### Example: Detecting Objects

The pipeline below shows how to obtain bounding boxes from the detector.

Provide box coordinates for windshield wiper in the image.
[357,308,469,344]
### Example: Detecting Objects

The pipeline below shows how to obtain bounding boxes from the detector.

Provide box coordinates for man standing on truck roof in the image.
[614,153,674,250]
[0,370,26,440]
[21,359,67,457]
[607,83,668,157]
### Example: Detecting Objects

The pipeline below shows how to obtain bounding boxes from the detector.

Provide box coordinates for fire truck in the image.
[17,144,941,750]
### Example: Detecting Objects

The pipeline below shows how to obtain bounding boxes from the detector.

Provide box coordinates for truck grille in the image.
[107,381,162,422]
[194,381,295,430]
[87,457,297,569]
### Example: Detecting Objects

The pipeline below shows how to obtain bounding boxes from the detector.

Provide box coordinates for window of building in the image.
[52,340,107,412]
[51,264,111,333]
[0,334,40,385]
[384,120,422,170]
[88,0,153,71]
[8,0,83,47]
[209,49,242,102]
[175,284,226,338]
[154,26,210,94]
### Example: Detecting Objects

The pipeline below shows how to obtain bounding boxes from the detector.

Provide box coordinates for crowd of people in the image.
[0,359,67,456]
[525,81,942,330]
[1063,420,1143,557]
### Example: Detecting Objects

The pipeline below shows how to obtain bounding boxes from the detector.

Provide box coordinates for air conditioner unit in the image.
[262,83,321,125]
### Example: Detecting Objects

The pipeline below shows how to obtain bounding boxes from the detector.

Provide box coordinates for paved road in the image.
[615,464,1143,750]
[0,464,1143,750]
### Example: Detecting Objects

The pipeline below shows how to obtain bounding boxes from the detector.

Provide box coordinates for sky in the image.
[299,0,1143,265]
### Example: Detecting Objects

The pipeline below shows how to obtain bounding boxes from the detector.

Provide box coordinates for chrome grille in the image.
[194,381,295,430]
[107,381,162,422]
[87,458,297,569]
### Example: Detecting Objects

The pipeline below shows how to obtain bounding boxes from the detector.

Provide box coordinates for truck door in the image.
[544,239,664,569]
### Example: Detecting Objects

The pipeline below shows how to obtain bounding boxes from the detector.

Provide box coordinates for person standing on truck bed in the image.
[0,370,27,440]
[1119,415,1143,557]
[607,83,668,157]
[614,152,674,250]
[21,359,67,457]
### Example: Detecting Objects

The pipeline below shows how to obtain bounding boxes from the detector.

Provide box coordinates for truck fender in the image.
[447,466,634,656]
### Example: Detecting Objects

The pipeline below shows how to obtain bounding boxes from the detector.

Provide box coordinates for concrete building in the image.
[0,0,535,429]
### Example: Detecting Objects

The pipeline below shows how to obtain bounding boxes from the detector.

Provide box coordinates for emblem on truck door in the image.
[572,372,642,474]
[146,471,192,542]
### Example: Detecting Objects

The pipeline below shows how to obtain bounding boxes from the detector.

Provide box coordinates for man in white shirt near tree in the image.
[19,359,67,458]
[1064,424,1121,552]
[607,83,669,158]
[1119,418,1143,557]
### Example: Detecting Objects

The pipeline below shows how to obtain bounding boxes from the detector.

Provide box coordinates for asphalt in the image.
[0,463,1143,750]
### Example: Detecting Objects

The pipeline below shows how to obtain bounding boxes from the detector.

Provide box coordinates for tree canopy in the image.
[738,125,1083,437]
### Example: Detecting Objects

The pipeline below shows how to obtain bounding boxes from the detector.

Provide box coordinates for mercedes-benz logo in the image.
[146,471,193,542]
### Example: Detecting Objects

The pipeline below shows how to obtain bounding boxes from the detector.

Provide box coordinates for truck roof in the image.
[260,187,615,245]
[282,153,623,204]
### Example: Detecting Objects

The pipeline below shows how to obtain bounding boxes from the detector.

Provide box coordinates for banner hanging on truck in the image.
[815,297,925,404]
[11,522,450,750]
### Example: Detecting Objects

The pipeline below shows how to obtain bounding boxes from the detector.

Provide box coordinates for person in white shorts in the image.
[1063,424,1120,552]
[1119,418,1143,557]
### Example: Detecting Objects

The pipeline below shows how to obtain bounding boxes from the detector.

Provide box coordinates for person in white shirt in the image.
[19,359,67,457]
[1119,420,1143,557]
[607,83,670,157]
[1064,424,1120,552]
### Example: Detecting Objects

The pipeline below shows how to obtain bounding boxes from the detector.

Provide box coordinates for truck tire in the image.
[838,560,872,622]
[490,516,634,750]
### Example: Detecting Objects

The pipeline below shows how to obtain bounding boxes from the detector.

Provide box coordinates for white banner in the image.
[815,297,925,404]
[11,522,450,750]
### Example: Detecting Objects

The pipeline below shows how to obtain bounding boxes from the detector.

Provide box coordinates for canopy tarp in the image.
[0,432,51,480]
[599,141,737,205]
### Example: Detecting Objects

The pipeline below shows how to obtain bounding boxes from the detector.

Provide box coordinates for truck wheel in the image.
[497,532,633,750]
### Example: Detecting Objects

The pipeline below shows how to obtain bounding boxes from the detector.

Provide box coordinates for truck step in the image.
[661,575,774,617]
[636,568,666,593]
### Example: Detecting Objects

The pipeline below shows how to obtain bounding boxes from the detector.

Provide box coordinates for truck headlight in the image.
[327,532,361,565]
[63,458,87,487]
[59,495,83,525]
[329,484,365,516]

--------------------------------

**Written exercise:** Report how many lines of the records above contain the string "door", with case counting. Give only the number.

**Right answer:** 2